> **What the task asks**:
Transcribe the material in full, exactly as written.

═══ Records to process ═══

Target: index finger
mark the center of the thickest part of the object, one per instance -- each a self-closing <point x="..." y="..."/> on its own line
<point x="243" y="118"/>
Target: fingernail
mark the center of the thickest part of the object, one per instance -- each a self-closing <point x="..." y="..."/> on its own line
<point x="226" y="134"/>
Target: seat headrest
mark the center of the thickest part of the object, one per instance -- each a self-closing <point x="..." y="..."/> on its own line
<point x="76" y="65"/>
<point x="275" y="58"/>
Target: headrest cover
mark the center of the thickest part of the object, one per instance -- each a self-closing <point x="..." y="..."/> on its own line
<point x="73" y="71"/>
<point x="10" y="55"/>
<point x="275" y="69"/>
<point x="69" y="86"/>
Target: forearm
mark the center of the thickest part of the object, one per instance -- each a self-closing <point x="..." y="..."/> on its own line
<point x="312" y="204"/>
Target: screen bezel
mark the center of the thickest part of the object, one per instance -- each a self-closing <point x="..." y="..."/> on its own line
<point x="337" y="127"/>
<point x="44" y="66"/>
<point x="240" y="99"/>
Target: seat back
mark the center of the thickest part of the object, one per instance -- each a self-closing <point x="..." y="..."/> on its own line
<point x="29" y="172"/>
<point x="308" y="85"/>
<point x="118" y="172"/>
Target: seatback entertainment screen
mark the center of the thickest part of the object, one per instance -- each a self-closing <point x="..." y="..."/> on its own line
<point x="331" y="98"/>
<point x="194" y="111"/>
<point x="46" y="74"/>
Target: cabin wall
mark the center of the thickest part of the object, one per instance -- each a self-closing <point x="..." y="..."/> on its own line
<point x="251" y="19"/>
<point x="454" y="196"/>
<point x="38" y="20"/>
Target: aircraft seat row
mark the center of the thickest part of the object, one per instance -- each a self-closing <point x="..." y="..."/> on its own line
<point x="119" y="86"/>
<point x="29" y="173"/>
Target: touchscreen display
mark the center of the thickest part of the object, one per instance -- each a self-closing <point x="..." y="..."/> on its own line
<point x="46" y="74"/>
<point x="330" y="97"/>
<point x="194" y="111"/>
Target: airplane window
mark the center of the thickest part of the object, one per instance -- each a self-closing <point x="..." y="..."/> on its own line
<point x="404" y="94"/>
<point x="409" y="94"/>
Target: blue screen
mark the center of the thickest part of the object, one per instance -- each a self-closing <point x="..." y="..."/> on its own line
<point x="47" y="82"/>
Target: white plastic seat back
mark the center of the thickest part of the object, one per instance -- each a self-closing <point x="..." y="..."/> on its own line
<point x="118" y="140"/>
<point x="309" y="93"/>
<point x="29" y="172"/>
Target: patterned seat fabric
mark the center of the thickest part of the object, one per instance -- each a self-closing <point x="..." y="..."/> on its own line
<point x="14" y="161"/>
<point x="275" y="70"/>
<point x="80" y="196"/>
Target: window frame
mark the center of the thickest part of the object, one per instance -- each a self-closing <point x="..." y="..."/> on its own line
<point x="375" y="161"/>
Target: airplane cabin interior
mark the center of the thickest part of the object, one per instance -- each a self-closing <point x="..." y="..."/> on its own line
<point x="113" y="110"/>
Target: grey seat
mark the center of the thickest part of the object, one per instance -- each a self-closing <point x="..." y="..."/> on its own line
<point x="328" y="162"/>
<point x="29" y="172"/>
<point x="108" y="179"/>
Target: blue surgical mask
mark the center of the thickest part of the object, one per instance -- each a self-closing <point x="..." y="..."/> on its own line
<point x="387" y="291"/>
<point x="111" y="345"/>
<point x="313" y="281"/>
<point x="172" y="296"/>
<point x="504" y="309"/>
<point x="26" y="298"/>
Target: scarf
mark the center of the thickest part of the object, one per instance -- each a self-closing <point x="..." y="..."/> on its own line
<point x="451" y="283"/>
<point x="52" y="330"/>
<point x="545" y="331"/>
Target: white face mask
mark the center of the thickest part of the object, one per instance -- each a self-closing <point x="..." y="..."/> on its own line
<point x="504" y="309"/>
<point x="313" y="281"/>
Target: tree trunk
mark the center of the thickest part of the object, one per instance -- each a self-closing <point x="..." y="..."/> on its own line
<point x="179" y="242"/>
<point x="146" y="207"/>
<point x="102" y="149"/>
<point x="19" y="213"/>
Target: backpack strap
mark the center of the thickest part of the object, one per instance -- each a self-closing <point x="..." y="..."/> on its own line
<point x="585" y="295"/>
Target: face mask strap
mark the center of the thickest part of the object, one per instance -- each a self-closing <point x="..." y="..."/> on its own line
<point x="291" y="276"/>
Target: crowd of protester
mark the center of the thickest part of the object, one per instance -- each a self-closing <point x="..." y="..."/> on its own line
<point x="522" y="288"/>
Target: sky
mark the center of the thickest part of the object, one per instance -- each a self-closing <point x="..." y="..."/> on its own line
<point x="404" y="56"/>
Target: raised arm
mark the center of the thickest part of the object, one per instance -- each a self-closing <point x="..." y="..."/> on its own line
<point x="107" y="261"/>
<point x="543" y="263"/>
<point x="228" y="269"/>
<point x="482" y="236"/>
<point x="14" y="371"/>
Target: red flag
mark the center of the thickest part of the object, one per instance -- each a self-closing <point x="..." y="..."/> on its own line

═══

> **Result of the task**:
Target: index finger
mark the center of the thickest part of the object, one per instance -- each a self-closing <point x="..." y="..."/> on its own line
<point x="243" y="118"/>
Target: fingernail
mark the center of the thickest part of the object, one per instance -- each a self-closing <point x="..." y="..."/> on its own line
<point x="226" y="134"/>
Target: seat headrest
mark the center of the thickest part of the object, one per instance -- each a self-closing <point x="..." y="..."/> on its own line
<point x="76" y="65"/>
<point x="275" y="58"/>
Target: headrest cover
mark the center of the thickest part of the object, one per instance -- each a self-closing <point x="..." y="..."/> on its own line
<point x="73" y="71"/>
<point x="10" y="55"/>
<point x="275" y="69"/>
<point x="69" y="86"/>
Target: forearm
mark the center of the thickest part of the object, one per instance -- each a self-closing <point x="..." y="..."/> on its own line
<point x="312" y="204"/>
Target: screen bezel
mark the center of the thickest part of the object, one per instance -- each a self-closing <point x="..." y="..."/> on its own line
<point x="337" y="127"/>
<point x="44" y="66"/>
<point x="240" y="99"/>
Target: seat back
mark the center of the thickest part of the object, one per instance -- each a self-closing <point x="..." y="..."/> on its own line
<point x="29" y="172"/>
<point x="308" y="85"/>
<point x="118" y="172"/>
Target: seatback entertainment screen
mark the center of the thickest part of the object, one per instance -- each a self-closing <point x="..." y="..."/> on its own line
<point x="331" y="98"/>
<point x="194" y="111"/>
<point x="46" y="74"/>
Target: cabin wall
mark the center of the thickest part of the object, one per instance -- each a self-closing <point x="..." y="..."/> on its own line
<point x="251" y="19"/>
<point x="454" y="196"/>
<point x="38" y="20"/>
Target: aircraft seat row
mark the center of the thickest part of the object, one per instance -- each a self-closing <point x="..." y="..."/> on its own line
<point x="119" y="86"/>
<point x="29" y="173"/>
Target: touchscreen display
mark the center of the thickest part of the object, one per instance -- each a self-closing <point x="..." y="..."/> on its own line
<point x="46" y="74"/>
<point x="330" y="97"/>
<point x="194" y="111"/>
Target: airplane window
mark the center of the thickest part of the object, one per instance -- each a self-closing <point x="..." y="..."/> on its own line
<point x="404" y="94"/>
<point x="409" y="94"/>
Target: blue screen
mark the center of the thickest part of the object, one per instance -- each a self-closing <point x="..." y="..."/> on its own line
<point x="47" y="82"/>
Target: white plastic seat back
mark the center of the thickest part of the object, one per instance -- each a self-closing <point x="..." y="..."/> on its own line
<point x="118" y="140"/>
<point x="309" y="93"/>
<point x="29" y="172"/>
Target: patterned seat fabric
mark the center of the thickest part of the object, one per instance -- each a self-closing <point x="..." y="..."/> on its own line
<point x="14" y="161"/>
<point x="275" y="70"/>
<point x="80" y="196"/>
Target: window frame
mark the center of the thickest part of the object, one per instance -- each a self-closing <point x="..." y="..."/> on its own line
<point x="375" y="161"/>
Target: airplane cabin interior
mark the center of the thickest part of the object, one per instance -- each a self-closing <point x="..." y="..."/> on its own line
<point x="113" y="110"/>
Target: grey seat
mark the center of the thickest part of the object, one per instance -- each a self-closing <point x="..." y="..."/> on its own line
<point x="328" y="162"/>
<point x="29" y="172"/>
<point x="108" y="179"/>
Target: blue surgical mask
mark the center of the thickest part of the object, one per instance -- each a self-closing <point x="..." y="..."/> on its own line
<point x="387" y="291"/>
<point x="111" y="345"/>
<point x="313" y="281"/>
<point x="172" y="296"/>
<point x="504" y="309"/>
<point x="26" y="298"/>
Target: scarf
mark the center of the thickest part of the object, one per instance -- each a self-closing <point x="..." y="..."/> on its own line
<point x="451" y="283"/>
<point x="52" y="330"/>
<point x="545" y="331"/>
Target: white face mask
mark the center of the thickest part of the object, one per instance -- each a self-closing <point x="..." y="..."/> on its own line
<point x="504" y="309"/>
<point x="313" y="281"/>
Target: tree trunk
mark the center of the thickest part of the object, one per instance -- each a self-closing <point x="..." y="..."/> on its own line
<point x="179" y="242"/>
<point x="146" y="207"/>
<point x="102" y="149"/>
<point x="19" y="213"/>
Target: backpack strap
mark the center of the thickest part of the object, one per instance -- each a self-closing <point x="..." y="..."/> on its own line
<point x="585" y="295"/>
Target: face mask strap
mark the center of the thickest part of the object, one per instance -- each a self-closing <point x="..." y="..."/> on its own line
<point x="291" y="276"/>
Target: crowd of protester
mark the center of the thickest part of the object, one per instance -- each a self-closing <point x="..." y="..."/> on its own line
<point x="522" y="288"/>
Target: sky
mark the center of the thickest part of the object, one per instance -- each a self-closing <point x="..." y="..."/> on its own line
<point x="404" y="56"/>
Target: raised arm
mark the center of the thickest part of the object, one per instance -- each a self-closing <point x="..." y="..."/> on its own line
<point x="107" y="261"/>
<point x="543" y="263"/>
<point x="228" y="269"/>
<point x="482" y="236"/>
<point x="14" y="371"/>
Target: red flag
mark the center of the thickest part of the object, one per instance -- each a self-closing <point x="..." y="..."/> on its own line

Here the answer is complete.